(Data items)
::::::::::
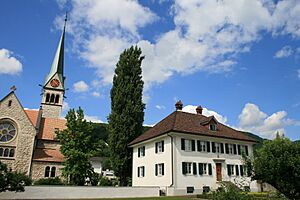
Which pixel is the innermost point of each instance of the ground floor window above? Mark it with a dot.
(50, 172)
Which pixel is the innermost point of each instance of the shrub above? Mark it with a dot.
(230, 192)
(49, 181)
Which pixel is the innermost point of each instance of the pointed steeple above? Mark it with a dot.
(58, 61)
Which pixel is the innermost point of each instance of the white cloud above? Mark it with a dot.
(8, 63)
(205, 112)
(80, 86)
(65, 106)
(94, 119)
(254, 120)
(286, 51)
(96, 94)
(160, 107)
(198, 42)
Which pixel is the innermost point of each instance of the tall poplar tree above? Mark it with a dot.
(127, 111)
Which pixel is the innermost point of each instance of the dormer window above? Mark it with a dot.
(213, 127)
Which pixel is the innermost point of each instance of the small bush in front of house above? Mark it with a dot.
(230, 192)
(49, 181)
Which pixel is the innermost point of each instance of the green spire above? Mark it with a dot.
(58, 62)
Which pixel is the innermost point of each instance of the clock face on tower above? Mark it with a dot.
(54, 83)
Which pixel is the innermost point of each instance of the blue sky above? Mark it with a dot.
(240, 60)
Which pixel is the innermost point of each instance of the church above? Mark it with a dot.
(27, 137)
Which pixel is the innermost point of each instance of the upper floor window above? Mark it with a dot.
(243, 149)
(212, 127)
(141, 171)
(159, 169)
(217, 147)
(203, 146)
(141, 151)
(189, 168)
(159, 147)
(187, 145)
(205, 169)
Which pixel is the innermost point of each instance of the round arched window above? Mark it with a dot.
(7, 131)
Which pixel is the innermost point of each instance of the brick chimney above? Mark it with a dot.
(178, 105)
(199, 110)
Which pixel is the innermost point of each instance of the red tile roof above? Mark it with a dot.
(48, 126)
(189, 123)
(48, 155)
(32, 115)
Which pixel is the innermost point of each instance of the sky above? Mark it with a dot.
(238, 59)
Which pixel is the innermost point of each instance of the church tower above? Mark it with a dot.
(54, 89)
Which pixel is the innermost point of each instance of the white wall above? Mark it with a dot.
(181, 182)
(149, 160)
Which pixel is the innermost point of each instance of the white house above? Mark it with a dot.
(185, 152)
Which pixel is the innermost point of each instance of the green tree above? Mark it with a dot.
(127, 111)
(12, 181)
(277, 163)
(77, 146)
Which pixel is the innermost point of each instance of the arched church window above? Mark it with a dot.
(47, 171)
(11, 153)
(57, 98)
(52, 98)
(47, 97)
(53, 169)
(6, 152)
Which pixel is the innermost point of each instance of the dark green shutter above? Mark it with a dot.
(199, 145)
(193, 145)
(182, 144)
(201, 168)
(183, 168)
(226, 148)
(195, 168)
(222, 147)
(237, 170)
(246, 149)
(242, 170)
(234, 149)
(209, 169)
(228, 170)
(213, 147)
(208, 146)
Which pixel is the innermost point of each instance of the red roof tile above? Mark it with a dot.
(48, 126)
(183, 122)
(48, 155)
(32, 115)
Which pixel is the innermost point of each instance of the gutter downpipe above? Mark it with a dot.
(172, 161)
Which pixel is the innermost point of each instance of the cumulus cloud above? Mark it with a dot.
(254, 120)
(96, 94)
(8, 63)
(286, 51)
(205, 112)
(198, 41)
(80, 86)
(94, 119)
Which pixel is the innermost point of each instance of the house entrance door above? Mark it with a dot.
(219, 171)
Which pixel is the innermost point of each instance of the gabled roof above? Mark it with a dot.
(48, 155)
(189, 123)
(48, 126)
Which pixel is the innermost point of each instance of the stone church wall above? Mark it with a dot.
(24, 139)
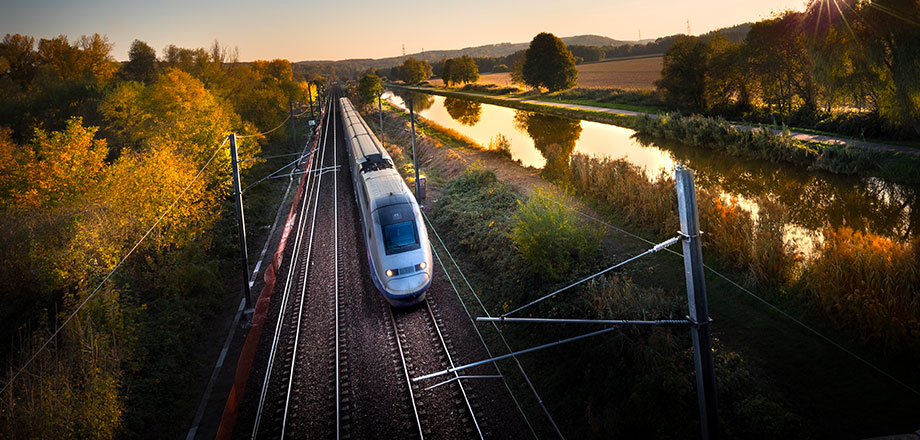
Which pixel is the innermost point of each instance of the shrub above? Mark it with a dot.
(500, 145)
(551, 238)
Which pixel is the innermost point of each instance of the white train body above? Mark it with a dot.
(394, 229)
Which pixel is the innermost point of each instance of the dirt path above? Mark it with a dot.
(802, 136)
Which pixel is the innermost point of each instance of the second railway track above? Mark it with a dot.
(336, 360)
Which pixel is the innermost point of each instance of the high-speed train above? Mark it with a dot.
(394, 230)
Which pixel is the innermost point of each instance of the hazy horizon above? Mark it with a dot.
(283, 29)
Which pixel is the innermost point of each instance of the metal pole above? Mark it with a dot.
(699, 308)
(414, 156)
(293, 127)
(238, 193)
(310, 97)
(380, 109)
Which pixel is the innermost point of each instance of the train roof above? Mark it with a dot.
(365, 146)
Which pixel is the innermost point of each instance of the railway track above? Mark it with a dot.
(441, 410)
(303, 317)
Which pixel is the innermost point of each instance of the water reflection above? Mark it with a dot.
(463, 111)
(420, 101)
(813, 200)
(553, 136)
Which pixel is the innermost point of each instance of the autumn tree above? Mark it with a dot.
(463, 111)
(683, 74)
(142, 62)
(414, 71)
(727, 82)
(781, 63)
(549, 64)
(889, 32)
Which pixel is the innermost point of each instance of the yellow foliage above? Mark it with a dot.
(52, 169)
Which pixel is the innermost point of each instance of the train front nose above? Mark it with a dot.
(408, 286)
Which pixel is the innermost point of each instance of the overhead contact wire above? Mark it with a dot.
(118, 265)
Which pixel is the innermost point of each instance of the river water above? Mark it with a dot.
(813, 199)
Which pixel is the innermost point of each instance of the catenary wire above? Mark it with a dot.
(498, 330)
(758, 298)
(653, 249)
(112, 272)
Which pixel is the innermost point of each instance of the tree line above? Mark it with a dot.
(92, 153)
(852, 70)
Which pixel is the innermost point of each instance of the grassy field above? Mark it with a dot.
(628, 74)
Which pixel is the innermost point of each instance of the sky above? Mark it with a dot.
(343, 29)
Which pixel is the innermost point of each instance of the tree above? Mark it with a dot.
(548, 63)
(447, 72)
(414, 71)
(142, 62)
(726, 75)
(781, 63)
(683, 74)
(890, 32)
(369, 88)
(464, 70)
(18, 55)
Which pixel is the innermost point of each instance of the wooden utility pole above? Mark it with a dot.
(699, 308)
(241, 222)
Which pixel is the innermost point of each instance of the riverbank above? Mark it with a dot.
(807, 371)
(812, 151)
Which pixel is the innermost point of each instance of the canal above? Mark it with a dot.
(813, 199)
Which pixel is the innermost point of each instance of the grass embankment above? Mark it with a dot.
(830, 291)
(633, 383)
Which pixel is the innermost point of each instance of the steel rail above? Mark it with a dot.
(298, 243)
(303, 288)
(335, 190)
(450, 360)
(402, 357)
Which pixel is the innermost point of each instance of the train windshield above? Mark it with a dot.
(400, 237)
(399, 231)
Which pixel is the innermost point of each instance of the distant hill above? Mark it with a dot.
(612, 48)
(489, 50)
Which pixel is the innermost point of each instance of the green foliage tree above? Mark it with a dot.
(17, 53)
(889, 36)
(414, 71)
(782, 63)
(727, 76)
(369, 88)
(142, 62)
(683, 74)
(549, 64)
(464, 111)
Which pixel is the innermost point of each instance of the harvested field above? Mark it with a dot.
(626, 74)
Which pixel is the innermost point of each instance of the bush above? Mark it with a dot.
(500, 145)
(551, 238)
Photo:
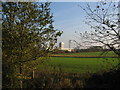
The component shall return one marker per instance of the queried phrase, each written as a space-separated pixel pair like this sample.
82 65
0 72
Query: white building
61 47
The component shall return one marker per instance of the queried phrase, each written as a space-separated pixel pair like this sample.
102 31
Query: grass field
110 53
81 65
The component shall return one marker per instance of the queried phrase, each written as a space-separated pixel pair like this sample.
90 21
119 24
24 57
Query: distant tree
28 34
105 20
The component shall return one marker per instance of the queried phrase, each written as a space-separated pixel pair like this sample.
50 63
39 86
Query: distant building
61 47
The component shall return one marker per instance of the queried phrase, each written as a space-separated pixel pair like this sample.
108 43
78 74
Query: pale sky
69 17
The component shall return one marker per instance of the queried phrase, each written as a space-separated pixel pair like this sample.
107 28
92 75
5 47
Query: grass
110 53
81 65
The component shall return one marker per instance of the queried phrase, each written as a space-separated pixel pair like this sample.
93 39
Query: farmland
82 65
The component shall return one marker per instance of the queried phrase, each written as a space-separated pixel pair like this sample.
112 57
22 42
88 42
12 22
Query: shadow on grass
106 80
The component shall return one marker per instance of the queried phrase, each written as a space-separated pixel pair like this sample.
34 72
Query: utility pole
119 19
69 43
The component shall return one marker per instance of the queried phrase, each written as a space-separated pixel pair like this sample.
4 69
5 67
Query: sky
69 17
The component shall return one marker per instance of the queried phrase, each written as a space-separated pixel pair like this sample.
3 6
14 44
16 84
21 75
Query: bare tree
105 20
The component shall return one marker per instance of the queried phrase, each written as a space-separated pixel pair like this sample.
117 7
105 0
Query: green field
81 65
110 53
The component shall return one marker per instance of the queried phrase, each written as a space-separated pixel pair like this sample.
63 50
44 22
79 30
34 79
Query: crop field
82 65
110 53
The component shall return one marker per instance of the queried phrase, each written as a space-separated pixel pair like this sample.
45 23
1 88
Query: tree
105 20
28 34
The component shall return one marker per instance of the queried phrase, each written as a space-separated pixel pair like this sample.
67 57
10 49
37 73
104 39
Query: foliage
28 33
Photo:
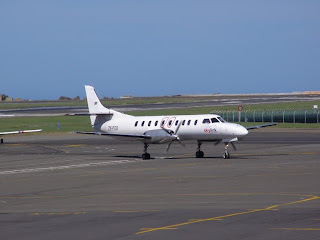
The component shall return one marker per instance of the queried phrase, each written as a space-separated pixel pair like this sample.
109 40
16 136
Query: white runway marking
32 170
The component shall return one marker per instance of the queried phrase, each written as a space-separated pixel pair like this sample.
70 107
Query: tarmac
94 187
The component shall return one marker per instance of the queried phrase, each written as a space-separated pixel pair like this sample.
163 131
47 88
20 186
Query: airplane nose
241 131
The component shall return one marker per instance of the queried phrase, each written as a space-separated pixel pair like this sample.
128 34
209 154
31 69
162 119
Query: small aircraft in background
18 132
163 129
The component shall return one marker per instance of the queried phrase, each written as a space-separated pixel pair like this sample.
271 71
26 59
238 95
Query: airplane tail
99 114
94 104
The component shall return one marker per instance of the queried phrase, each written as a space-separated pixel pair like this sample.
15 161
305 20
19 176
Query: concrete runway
217 100
94 187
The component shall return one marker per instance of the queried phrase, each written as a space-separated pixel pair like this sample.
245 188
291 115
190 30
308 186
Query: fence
283 116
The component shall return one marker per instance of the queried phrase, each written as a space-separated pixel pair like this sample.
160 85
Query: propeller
174 135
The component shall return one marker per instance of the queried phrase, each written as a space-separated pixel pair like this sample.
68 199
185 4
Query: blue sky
50 49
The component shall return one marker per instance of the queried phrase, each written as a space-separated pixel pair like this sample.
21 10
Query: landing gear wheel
226 155
199 154
145 156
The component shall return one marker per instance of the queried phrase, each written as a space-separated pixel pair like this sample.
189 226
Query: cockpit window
221 119
206 120
214 120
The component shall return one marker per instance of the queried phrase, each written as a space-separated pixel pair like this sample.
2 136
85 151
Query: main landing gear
145 155
199 153
226 154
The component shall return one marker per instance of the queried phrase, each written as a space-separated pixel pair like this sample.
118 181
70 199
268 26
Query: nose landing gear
199 153
226 154
146 155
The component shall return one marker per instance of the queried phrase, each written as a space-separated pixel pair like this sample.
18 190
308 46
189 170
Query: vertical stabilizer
94 104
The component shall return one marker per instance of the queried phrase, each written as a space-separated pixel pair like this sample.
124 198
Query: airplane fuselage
207 127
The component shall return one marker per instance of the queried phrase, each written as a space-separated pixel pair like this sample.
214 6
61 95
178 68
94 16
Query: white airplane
163 129
18 132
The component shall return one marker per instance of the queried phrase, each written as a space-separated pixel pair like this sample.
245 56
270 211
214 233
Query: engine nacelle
159 136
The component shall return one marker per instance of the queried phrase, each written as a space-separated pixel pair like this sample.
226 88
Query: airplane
18 132
163 129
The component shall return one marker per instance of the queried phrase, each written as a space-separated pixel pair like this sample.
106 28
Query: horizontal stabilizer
21 131
132 136
261 126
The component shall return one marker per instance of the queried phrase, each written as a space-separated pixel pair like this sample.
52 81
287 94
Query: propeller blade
178 127
167 130
234 146
181 142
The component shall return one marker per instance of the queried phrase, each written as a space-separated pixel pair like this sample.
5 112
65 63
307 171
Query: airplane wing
261 126
121 136
21 131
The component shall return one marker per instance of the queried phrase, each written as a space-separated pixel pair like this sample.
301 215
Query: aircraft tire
226 155
199 154
145 156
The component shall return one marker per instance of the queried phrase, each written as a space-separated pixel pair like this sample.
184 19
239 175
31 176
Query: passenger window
206 120
213 120
221 119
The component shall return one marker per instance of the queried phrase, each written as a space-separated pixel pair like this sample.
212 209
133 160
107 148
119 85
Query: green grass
82 123
48 124
151 100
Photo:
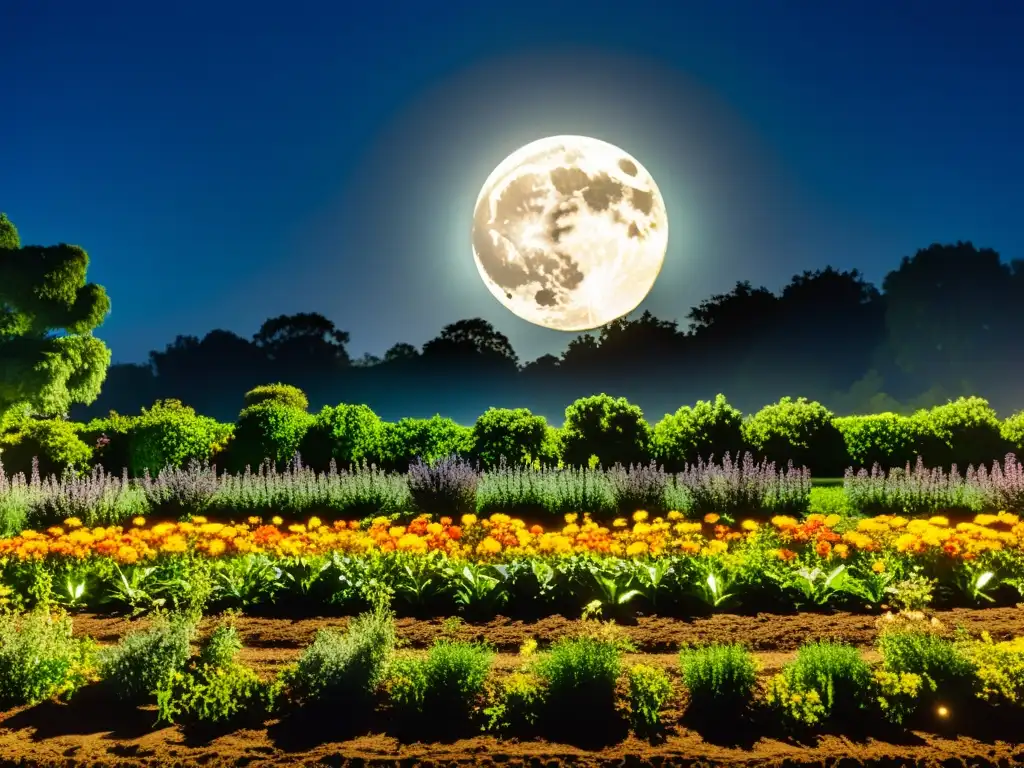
::::::::::
PROBLEM DESCRIPTION:
Omit the pictures and print again exactly the lines from the one with "Query: passenger window" through the final line of the entries, both ends included.

RESULT OF THE TASK:
Query: passenger window
206 120
213 120
221 119
The component shall return one marker per instance of the queried phrase, each written as a space-separated pixel pair like this sample.
212 209
133 160
107 148
119 85
Query: green grass
82 123
48 124
151 100
Photo:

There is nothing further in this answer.